> WHAT THE TASK REQUIRES:
Go through the listing below and pull out each line that has the string "front" in it. Reproduce those lines one per line, keeping their original order.

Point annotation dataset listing
────────────────────────────────────────

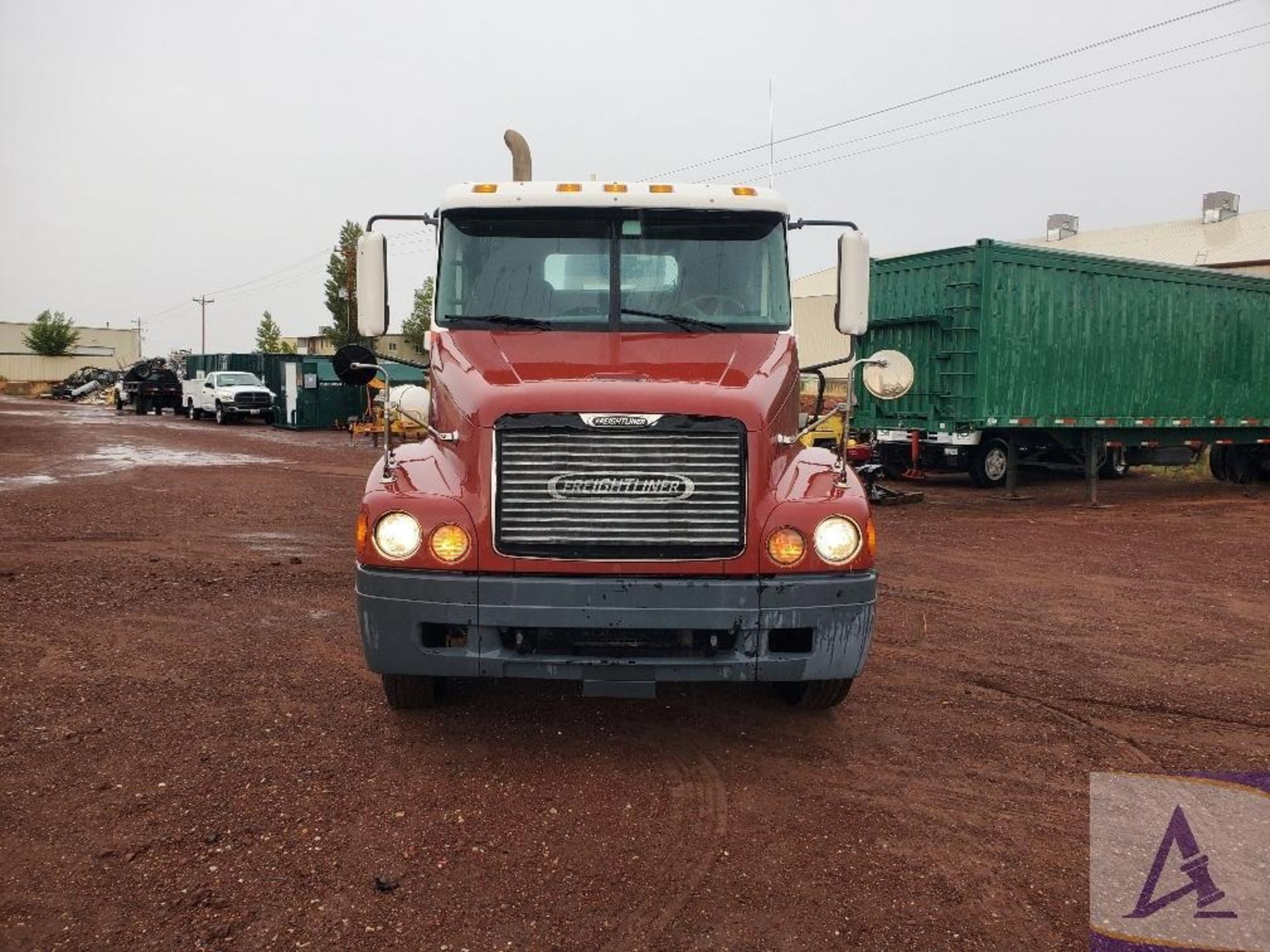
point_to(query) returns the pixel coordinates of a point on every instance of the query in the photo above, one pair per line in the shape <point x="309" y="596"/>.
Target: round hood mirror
<point x="888" y="376"/>
<point x="345" y="361"/>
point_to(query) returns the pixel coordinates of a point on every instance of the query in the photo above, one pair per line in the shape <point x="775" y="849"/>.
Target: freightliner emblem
<point x="620" y="420"/>
<point x="653" y="487"/>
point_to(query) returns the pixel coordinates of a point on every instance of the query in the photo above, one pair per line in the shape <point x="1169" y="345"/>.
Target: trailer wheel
<point x="813" y="695"/>
<point x="1217" y="457"/>
<point x="407" y="692"/>
<point x="1240" y="465"/>
<point x="988" y="463"/>
<point x="1114" y="467"/>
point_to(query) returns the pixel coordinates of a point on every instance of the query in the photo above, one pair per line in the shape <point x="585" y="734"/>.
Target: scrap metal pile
<point x="88" y="383"/>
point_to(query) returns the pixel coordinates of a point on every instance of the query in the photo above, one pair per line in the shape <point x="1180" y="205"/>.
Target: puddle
<point x="280" y="543"/>
<point x="24" y="481"/>
<point x="118" y="457"/>
<point x="125" y="456"/>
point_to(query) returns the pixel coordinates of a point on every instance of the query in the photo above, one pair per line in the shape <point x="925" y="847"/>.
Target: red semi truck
<point x="613" y="489"/>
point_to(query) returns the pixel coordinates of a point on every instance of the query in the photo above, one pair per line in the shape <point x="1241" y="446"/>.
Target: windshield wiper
<point x="679" y="320"/>
<point x="505" y="319"/>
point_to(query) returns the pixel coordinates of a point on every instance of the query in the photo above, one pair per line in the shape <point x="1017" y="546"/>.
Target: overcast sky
<point x="154" y="151"/>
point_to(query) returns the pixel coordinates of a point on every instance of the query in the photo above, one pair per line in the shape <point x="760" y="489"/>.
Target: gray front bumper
<point x="394" y="607"/>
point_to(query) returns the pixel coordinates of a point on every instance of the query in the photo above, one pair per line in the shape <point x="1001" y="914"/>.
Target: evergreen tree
<point x="342" y="274"/>
<point x="269" y="338"/>
<point x="415" y="327"/>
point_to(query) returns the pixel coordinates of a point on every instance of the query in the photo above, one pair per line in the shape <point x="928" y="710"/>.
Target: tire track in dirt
<point x="1072" y="717"/>
<point x="695" y="834"/>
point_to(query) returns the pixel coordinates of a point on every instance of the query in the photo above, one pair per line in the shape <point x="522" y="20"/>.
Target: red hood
<point x="487" y="374"/>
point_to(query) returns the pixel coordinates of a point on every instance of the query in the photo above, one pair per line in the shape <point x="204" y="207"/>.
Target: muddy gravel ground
<point x="192" y="753"/>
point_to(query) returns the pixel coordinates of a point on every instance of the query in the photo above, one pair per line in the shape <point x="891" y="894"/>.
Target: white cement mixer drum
<point x="409" y="404"/>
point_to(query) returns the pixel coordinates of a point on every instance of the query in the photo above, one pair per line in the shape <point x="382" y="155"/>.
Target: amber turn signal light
<point x="785" y="546"/>
<point x="448" y="542"/>
<point x="364" y="531"/>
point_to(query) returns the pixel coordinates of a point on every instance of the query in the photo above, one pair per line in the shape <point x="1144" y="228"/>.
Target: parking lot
<point x="192" y="753"/>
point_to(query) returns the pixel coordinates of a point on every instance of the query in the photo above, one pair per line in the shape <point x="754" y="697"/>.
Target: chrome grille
<point x="571" y="492"/>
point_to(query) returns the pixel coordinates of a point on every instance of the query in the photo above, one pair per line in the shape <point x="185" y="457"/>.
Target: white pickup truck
<point x="228" y="395"/>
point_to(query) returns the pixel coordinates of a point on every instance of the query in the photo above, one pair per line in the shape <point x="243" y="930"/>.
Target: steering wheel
<point x="713" y="306"/>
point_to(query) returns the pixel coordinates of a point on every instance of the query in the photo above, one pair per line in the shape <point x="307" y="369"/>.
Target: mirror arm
<point x="425" y="219"/>
<point x="818" y="222"/>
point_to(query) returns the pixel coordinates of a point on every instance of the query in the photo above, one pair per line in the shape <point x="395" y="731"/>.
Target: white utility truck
<point x="228" y="395"/>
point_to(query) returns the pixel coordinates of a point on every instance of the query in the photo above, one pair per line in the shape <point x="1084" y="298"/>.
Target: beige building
<point x="113" y="348"/>
<point x="1220" y="237"/>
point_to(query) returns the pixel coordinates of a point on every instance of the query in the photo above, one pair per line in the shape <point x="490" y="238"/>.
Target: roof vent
<point x="1220" y="206"/>
<point x="1061" y="226"/>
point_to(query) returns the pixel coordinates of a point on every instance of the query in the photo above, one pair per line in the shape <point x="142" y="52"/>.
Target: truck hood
<point x="484" y="375"/>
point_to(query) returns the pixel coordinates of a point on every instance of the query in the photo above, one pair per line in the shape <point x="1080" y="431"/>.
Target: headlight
<point x="398" y="535"/>
<point x="837" y="539"/>
<point x="450" y="543"/>
<point x="785" y="546"/>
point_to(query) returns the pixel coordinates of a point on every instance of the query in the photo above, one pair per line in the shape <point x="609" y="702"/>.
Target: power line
<point x="1016" y="112"/>
<point x="245" y="290"/>
<point x="937" y="95"/>
<point x="737" y="173"/>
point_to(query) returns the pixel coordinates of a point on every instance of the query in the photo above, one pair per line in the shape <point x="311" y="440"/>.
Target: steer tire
<point x="813" y="695"/>
<point x="988" y="463"/>
<point x="407" y="692"/>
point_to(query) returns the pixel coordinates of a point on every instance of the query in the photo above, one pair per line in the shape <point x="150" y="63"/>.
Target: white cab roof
<point x="593" y="194"/>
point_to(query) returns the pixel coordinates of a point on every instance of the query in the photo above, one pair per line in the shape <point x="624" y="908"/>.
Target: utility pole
<point x="202" y="303"/>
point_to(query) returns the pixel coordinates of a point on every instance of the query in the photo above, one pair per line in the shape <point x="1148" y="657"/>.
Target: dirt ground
<point x="192" y="753"/>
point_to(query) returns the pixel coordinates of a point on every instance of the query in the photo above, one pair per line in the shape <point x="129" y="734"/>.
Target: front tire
<point x="988" y="463"/>
<point x="1217" y="460"/>
<point x="814" y="695"/>
<point x="409" y="692"/>
<point x="1241" y="467"/>
<point x="1114" y="467"/>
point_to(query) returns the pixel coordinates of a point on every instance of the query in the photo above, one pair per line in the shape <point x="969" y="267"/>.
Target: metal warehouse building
<point x="1218" y="238"/>
<point x="113" y="348"/>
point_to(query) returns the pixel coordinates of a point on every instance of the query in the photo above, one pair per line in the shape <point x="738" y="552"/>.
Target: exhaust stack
<point x="523" y="165"/>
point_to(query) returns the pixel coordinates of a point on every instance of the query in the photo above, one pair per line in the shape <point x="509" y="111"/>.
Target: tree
<point x="52" y="334"/>
<point x="342" y="274"/>
<point x="415" y="327"/>
<point x="269" y="338"/>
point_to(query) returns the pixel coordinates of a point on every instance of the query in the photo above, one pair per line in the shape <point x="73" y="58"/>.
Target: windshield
<point x="595" y="270"/>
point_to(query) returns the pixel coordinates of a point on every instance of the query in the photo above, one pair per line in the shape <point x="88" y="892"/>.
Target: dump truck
<point x="1057" y="358"/>
<point x="613" y="489"/>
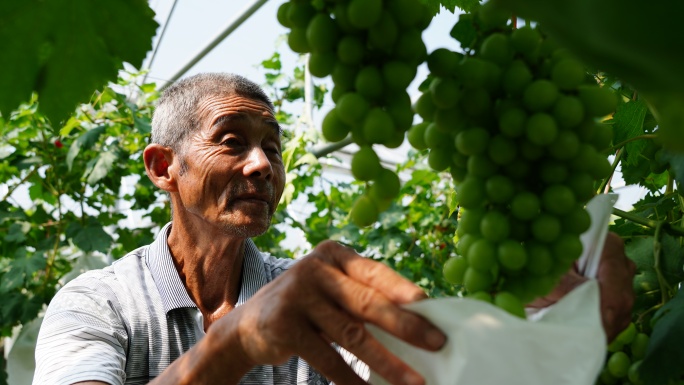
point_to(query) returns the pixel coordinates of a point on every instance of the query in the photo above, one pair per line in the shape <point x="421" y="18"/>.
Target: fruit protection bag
<point x="563" y="344"/>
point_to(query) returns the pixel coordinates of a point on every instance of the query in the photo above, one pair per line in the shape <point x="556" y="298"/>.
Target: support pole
<point x="227" y="30"/>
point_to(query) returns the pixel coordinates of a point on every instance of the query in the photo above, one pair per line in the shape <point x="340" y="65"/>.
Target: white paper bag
<point x="563" y="344"/>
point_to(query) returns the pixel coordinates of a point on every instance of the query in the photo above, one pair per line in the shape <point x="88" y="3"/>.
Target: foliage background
<point x="81" y="171"/>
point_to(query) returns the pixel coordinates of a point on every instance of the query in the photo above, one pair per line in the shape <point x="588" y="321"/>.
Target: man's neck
<point x="209" y="264"/>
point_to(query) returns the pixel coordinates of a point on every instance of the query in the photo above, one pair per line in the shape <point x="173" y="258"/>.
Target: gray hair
<point x="176" y="112"/>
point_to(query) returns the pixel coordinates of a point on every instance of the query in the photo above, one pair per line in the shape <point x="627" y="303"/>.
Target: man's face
<point x="235" y="175"/>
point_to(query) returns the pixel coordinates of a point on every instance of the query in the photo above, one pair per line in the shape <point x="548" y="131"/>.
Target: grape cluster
<point x="372" y="49"/>
<point x="515" y="123"/>
<point x="624" y="357"/>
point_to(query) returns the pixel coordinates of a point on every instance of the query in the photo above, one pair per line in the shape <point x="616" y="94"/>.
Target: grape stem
<point x="674" y="230"/>
<point x="622" y="144"/>
<point x="325" y="150"/>
<point x="648" y="311"/>
<point x="605" y="185"/>
<point x="668" y="190"/>
<point x="657" y="248"/>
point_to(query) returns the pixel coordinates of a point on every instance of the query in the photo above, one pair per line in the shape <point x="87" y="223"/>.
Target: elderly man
<point x="201" y="305"/>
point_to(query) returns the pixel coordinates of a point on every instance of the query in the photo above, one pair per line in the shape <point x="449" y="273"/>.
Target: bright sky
<point x="196" y="23"/>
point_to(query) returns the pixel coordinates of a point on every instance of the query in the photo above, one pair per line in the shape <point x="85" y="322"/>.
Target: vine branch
<point x="648" y="222"/>
<point x="22" y="181"/>
<point x="624" y="142"/>
<point x="657" y="248"/>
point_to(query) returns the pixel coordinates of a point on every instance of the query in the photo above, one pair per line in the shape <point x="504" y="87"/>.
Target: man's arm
<point x="326" y="297"/>
<point x="615" y="276"/>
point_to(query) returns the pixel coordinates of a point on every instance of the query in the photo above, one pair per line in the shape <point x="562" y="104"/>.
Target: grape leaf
<point x="103" y="163"/>
<point x="90" y="237"/>
<point x="17" y="232"/>
<point x="66" y="49"/>
<point x="671" y="256"/>
<point x="643" y="55"/>
<point x="628" y="122"/>
<point x="677" y="163"/>
<point x="85" y="142"/>
<point x="142" y="123"/>
<point x="640" y="251"/>
<point x="22" y="267"/>
<point x="664" y="360"/>
<point x="451" y="5"/>
<point x="464" y="31"/>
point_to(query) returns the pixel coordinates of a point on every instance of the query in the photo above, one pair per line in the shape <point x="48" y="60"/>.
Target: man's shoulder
<point x="276" y="266"/>
<point x="111" y="278"/>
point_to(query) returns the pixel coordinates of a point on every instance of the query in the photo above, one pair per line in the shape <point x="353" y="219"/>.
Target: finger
<point x="324" y="358"/>
<point x="367" y="304"/>
<point x="371" y="273"/>
<point x="351" y="334"/>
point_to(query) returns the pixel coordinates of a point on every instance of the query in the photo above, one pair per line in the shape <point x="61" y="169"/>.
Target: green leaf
<point x="465" y="5"/>
<point x="664" y="360"/>
<point x="70" y="125"/>
<point x="66" y="49"/>
<point x="142" y="123"/>
<point x="676" y="161"/>
<point x="21" y="269"/>
<point x="432" y="5"/>
<point x="671" y="255"/>
<point x="91" y="237"/>
<point x="452" y="202"/>
<point x="85" y="141"/>
<point x="628" y="122"/>
<point x="464" y="31"/>
<point x="640" y="251"/>
<point x="307" y="158"/>
<point x="272" y="63"/>
<point x="17" y="232"/>
<point x="103" y="163"/>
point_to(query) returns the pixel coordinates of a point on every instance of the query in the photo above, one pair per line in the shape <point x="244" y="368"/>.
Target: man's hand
<point x="327" y="297"/>
<point x="615" y="276"/>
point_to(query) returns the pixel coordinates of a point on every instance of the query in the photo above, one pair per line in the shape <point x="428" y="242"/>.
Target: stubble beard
<point x="244" y="231"/>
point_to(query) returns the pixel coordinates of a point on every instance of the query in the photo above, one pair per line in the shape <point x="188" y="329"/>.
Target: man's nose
<point x="258" y="165"/>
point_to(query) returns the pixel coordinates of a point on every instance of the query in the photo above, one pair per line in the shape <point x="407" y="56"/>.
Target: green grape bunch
<point x="624" y="357"/>
<point x="371" y="49"/>
<point x="516" y="121"/>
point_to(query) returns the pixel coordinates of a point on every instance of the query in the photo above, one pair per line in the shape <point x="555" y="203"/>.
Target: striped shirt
<point x="128" y="322"/>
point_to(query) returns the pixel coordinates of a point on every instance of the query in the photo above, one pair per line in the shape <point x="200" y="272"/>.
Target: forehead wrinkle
<point x="241" y="116"/>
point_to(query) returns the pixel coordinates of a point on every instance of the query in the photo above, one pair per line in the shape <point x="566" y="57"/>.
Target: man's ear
<point x="159" y="162"/>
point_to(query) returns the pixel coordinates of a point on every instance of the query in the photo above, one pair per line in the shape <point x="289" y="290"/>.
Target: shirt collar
<point x="171" y="289"/>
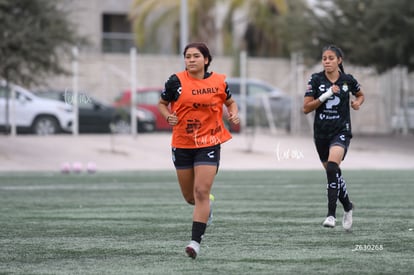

────────────────────────────────────────

> EXPECTED ANSWER:
Target: gray front bumper
Target: front tire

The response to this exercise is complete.